- **TEXTO PROPORCIONADO**
————————

Unos ojitos adolescentes que comienzan a hundirse en sus cuencas. ¿Para qué? ¿Para quién? Esta visión distorsionada del cuerpo, esta belleza hasta morirse, visible para nadie, ni siquiera para ella.
Este ideal ridículo e inalcanzable, este espejismo insatisfecho, se muestra en todos los medios de comunicación y afectará a más personas conforme más acceso se tenga a ellos. El problema es más complejo que un “desorden”. Es una crisis horrorosa de identidad en la que estamos tan conscientes de lo que no somos que no disfrutamos todo aquello que somos. Es esa enfermedad que nos hace desear ser otros, ser diferentes, ser como ésa que está en la televisión, en el anuncio, en la valla, en el escenario, esa otra que no es yo. Esa otra que nadie me cuenta que tampoco es ella misma, que si la conociera en persona no se ve así, ni siquiera cuando la repellan por completo. Esa otra que es una imagen inexistente de alguien y que quizá también se tortura con dietas y ejercicios, ya no en aras de mantener la salud sino en detrimento de ella, todo con tal de ser eso otro. Otro, siempre otro, pero no lo que yo soy.
Hablan de dietas y ejercicios, o más bien de no comer nada y destruir lo que ni siquiera comieron, pero no en todos los casos funciona así. No siempre el espejo es el enemigo, no siempre se trata de no ser lo suficientemente linda, o delgada. A veces es cuestión de no creerse lo suficientemente fuerte, inteligente o talentosa; de sentirse invisible, de sentirse menos, de no sentirse amada. A veces es para pretender que, en medio de lo que me abruma, hay algo que puedo controlar, no importa si ese algo se traduce en dolor. Ahora la insatisfacción va más allá de una imagen física, lo que no gusta, lo que no es “perfecto”, es el ser completo. Y hay que modificarlo, a golpes, a cortadas, con inanición. Someterlo a tortura, o permitir que lo torturen otros.

————————

- **INSTRUCCIONES**
1. Reescribe el fragmento del texto sobre la imagen corporal que va desde "Hablan de dietas" hasta "lo torturen otros." y cambia "espejo" por "reflejo".
2. Resume en forma de lista los hechos principales del párrafo del texto sobre la imagen corporal que comienza con "Hablan de dietas y ejercicios".

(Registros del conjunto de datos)
————————

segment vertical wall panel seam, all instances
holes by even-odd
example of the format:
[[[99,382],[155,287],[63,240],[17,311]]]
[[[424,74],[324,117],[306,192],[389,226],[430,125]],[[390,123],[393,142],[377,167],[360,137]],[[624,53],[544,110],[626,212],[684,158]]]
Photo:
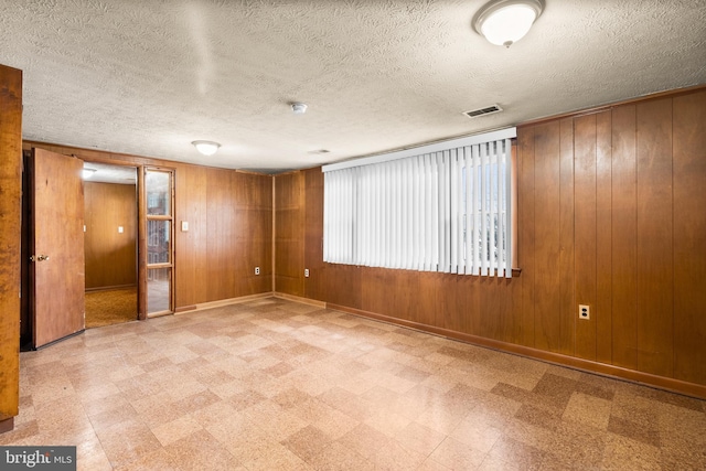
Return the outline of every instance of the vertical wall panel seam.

————————

- **RESPUESTAS DEL EJERCICIO**
1.
Hablan de dietas y ejercicios, o más bien de no comer nada y destruir lo que ni siquiera comieron, pero no en todos los casos funciona así. No siempre el reflejo es el enemigo, no siempre se trata de no ser lo suficientemente linda, o delgada. A veces es cuestión de no creerse lo suficientemente fuerte, inteligente o talentosa; de sentirse invisible, de sentirse menos, de no sentirse amada. A veces es para pretender que, en medio de lo que me abruma, hay algo que puedo controlar, no importa si ese algo se traduce en dolor. Ahora la insatisfacción va más allá de una imagen física, lo que no gusta, lo que no es “perfecto”, es el ser completo. Y hay que modificarlo, a golpes, a cortadas, con inanición. Someterlo a tortura, o permitir que lo torturen otros.

2.
- No en todos los casos se trata de dietas y ejercicios, o de no comer nada y destruir lo que ni siquiera se comió.
- El espejo no siempre es el enemigo, y no siempre se trata de no ser lo suficientemente linda o delgada.
- A veces es cuestión de no creerse lo suficientemente fuerte, inteligente o talentosa, o de sentirse invisible, menos o no amada.
- A veces sirve para pretender que hay algo que se puede controlar en medio de lo que abruma, aunque se traduzca en dolor.
- La insatisfacción va más allá de la imagen física: lo que no gusta es el ser completo.
- Ese ser se busca modificar a golpes, a cortadas o con inanición, sometiéndolo a tortura o permitiendo que otros lo torturen.